--- 元の文書 ---

このようにユーザーに確固たる信頼感を持たせることをブランディングと呼びますが、ブランディングの対象となるのは「モノ」に限ったことではありません。企業イメージそのものや、地域、大学などさまざまなものが“ブランド”として確立されることで、これまでになかった価値が創造され、生まれ変わることができるのです。

 

商品以外のものも含め、さまざまなブランディング事例を具体的に見ていきましょう。

ブランディングの成功事例を紹介

ブランディングを成功させる術を学ぶには、すでにある成功事例を参考にするのが早道です。以下の6カテゴリーの成功事例をご紹介します。

 

  • 企業ブランディングの事例
  • 企業のリブランディングの事例
  • BtoBブランディングの事例
  • 採用ブランディングの事例
  • 地域ブランディングの事例
  • 大学ブランディングの事例

企業ブランディングの事例

企業そのもののブランド価値を高め、「この企業の商品ならぜひ買いたい」とユーザーに思わせることが、企業ブランディングの目的です。

 

実際に企業ブランディングを行った事例として、「トヨタ自動車」と「タニタ」をご紹介します。

 

トヨタ自動車株式会社の企業ブランディング

トヨタ自動車は、高品質・高性能という組織価値観を体現することで、自動車トップ企業としての現在の地位を作りあげました。

なかでも有名なのは、関連会社等のサプライヤーへ目を向けた「カイゼン」を行ったことでしょう。トヨタ自動車は、サプライヤーの生産性を落とさずに人員を減らす手法や、在庫リスクを下げる手法(ジャストインタイム方式)を広める活動を実施し、ステークホルダーから多くの共感を得ました。

この独自の改善方法は「KAIZEN」として諸外国にも広まり、自動車産業のみならず、すべての分野でのビジネスモデルの在り方そのものまでを変えるほどの影響力を発揮しました。

--- データセット項目 ---

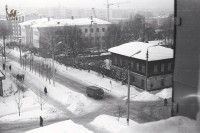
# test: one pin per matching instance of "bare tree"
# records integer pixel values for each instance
(40, 99)
(120, 110)
(19, 101)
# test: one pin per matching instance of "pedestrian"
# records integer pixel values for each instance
(45, 90)
(165, 102)
(10, 67)
(4, 66)
(41, 121)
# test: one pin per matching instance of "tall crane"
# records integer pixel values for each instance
(94, 12)
(111, 4)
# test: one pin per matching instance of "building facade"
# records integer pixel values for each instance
(150, 74)
(186, 90)
(92, 30)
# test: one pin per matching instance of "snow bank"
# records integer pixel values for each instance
(165, 93)
(111, 123)
(177, 124)
(62, 127)
(30, 109)
(92, 78)
(144, 96)
(77, 103)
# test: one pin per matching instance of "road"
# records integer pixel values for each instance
(109, 106)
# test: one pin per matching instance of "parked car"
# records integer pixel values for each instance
(95, 92)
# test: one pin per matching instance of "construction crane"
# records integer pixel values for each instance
(94, 12)
(111, 4)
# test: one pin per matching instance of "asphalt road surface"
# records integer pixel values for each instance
(109, 106)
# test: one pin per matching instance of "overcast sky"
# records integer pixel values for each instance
(133, 4)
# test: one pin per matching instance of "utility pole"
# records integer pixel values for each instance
(146, 72)
(128, 95)
(147, 57)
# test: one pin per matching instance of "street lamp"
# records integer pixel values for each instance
(147, 57)
(128, 97)
(53, 63)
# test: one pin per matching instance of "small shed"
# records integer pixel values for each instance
(2, 77)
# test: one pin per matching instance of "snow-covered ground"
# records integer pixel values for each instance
(108, 123)
(30, 109)
(62, 127)
(93, 78)
(79, 104)
(178, 124)
(75, 102)
(111, 124)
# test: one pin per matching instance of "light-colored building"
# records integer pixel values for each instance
(150, 65)
(30, 33)
(93, 29)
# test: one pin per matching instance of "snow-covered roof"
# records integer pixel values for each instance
(33, 22)
(72, 22)
(156, 52)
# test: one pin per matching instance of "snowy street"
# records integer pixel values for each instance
(141, 111)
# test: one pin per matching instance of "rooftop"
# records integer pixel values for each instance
(156, 52)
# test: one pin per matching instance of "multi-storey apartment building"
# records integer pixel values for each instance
(93, 30)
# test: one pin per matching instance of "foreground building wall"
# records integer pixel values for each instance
(187, 39)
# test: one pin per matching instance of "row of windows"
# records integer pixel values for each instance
(162, 82)
(169, 68)
(139, 67)
(92, 30)
(134, 66)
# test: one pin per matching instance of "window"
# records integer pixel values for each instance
(91, 30)
(133, 79)
(142, 83)
(143, 68)
(121, 62)
(169, 66)
(162, 82)
(115, 60)
(137, 66)
(103, 29)
(155, 69)
(132, 65)
(97, 29)
(162, 67)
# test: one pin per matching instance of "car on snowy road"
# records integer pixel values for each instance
(95, 92)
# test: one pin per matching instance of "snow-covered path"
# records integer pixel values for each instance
(140, 111)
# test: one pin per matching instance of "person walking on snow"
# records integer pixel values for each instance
(41, 121)
(45, 90)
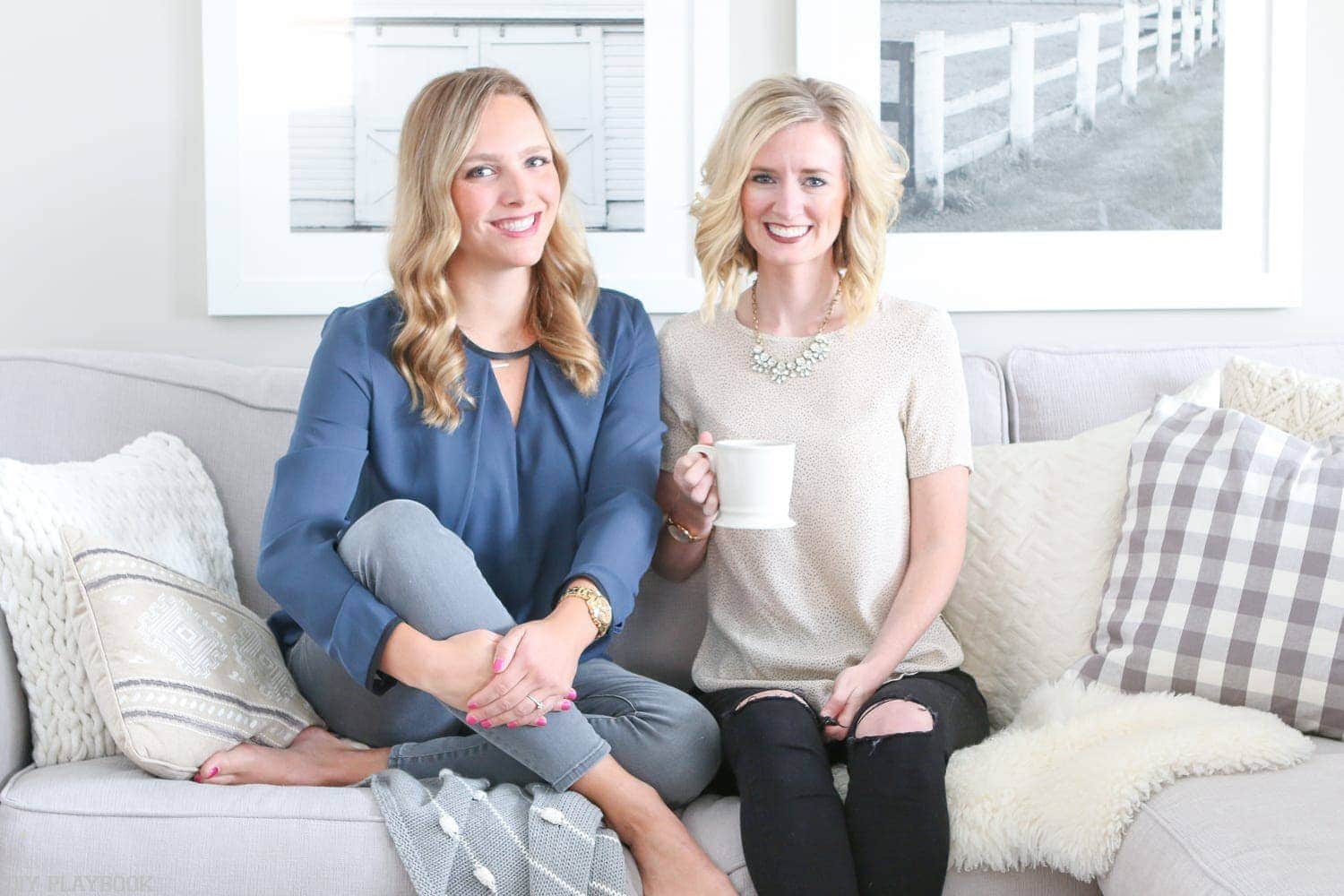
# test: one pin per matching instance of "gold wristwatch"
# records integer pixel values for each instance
(599, 608)
(679, 532)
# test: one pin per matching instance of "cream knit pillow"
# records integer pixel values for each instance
(1043, 522)
(153, 498)
(1309, 408)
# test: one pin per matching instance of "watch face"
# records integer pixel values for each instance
(677, 533)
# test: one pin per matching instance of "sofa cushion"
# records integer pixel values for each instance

---

実施する作業:
(1) ブランディングの事例を紹介する文章のうち、「企業そのもののブランド価値を」を含む語句で始まり「現在の地位を作りあげました。」で終わる部分を、一字も変えずに書き写してください。
(2) ブランディングの事例を紹介する文章を、最後の文に続けて書き進めてください。

回答:
(1)
企業そのもののブランド価値を高め、「この企業の商品ならぜひ買いたい」とユーザーに思わせることが、企業ブランディングの目的です。

 

実際に企業ブランディングを行った事例として、「トヨタ自動車」と「タニタ」をご紹介します。

 

トヨタ自動車株式会社の企業ブランディング

トヨタ自動車は、高品質・高性能という組織価値観を体現することで、自動車トップ企業としての現在の地位を作りあげました。

(2)
高い品質の製品やサービスを輩出し続けることを組織のステートメントとし、“世界のトヨタ”として、ゆるぎないブランド力を確立しています。

株式会社タニタの企業ブランディング

タニタは、体温計や体重計などの健康器具を製造・販売する有力メーカーですが、企業ブランディングが成功する前は、これといって突出したイメージのない企業でした。

同社は企業ブランディングを行うにあたって、「人々の健康づくりに貢献する」という、社会的意義を前面に押し出したコンセプトを掲げました。働く人の健康に気を使った高栄養・低カロリーな食事を提供する社員食堂が話題となり、社食メニューを再現できるレシピ本も販売。2012年には一般の人も利用できる「タニタ食堂」を東京・丸の内に出店し、以後全国に店舗を拡大中です。

タニタの製品やレシピを利用することで健康になれることを実感したユーザーは、企業が提供する社会的意義に共感し、“タニタブランド”の確立を後押ししました。

企業リブランディングの事例

リブランディングとは文字通り「ブランディングのやり直し」という意味で、長い歴史を持つ企業などが古いイメージを脱却し、新しいブランド力を身に付ける手法のことを指しています。

 

実際に企業のリブランディングを行った事例として、「ヤンマー」と「マツダ」をご紹介します。

 

ヤンマー株式会社の企業リブランディング

トラクターやコンバインなどの農機具メーカーとして発展してきたヤンマー。長期にわたって「ヤン坊マー坊天気予報」などの提供をしていたこともあり、社名の知名度は抜群にありました。

しかし逆に広く知られすぎていたため、農機具以外にも建設機械、さらにはエネルギーへと事業領域を広げているにもかかわらず、「農業の会社」「古臭い」というイメージから脱却できずにおり、リブランディングを決意しました。

現状とユーザーイメージとのミスマッチを解消するため、ヤンマーはクリエイティブディレクターの佐藤可士和氏を招へいし、リブランディングプロジェクトを立ち上げました。「エルメスのような会社を目指す」をリブラディングのテーマに掲げ、プロダクトデザイナーにはフェラーリやマセラッティなどのデザインを手掛けた奥山清行氏を、さらに農作業ウエアのデザインには、イッセイミヤケに関わった滝沢直己氏を、それぞれ起用。

社内のイメージは刷新され、リブランディングに最も成功した事例といえるでしょう。

マツダ株式会社の企業リブランディング

マツダは、トヨタ、日産、ホンダに次ぐ国内4位の自動車メーカーですが、かつては販売シェアを伸ばすため新車の販売価格を大幅に値引きし、結果として企業ブランドの価値そのものを低下させてしまったことがありました。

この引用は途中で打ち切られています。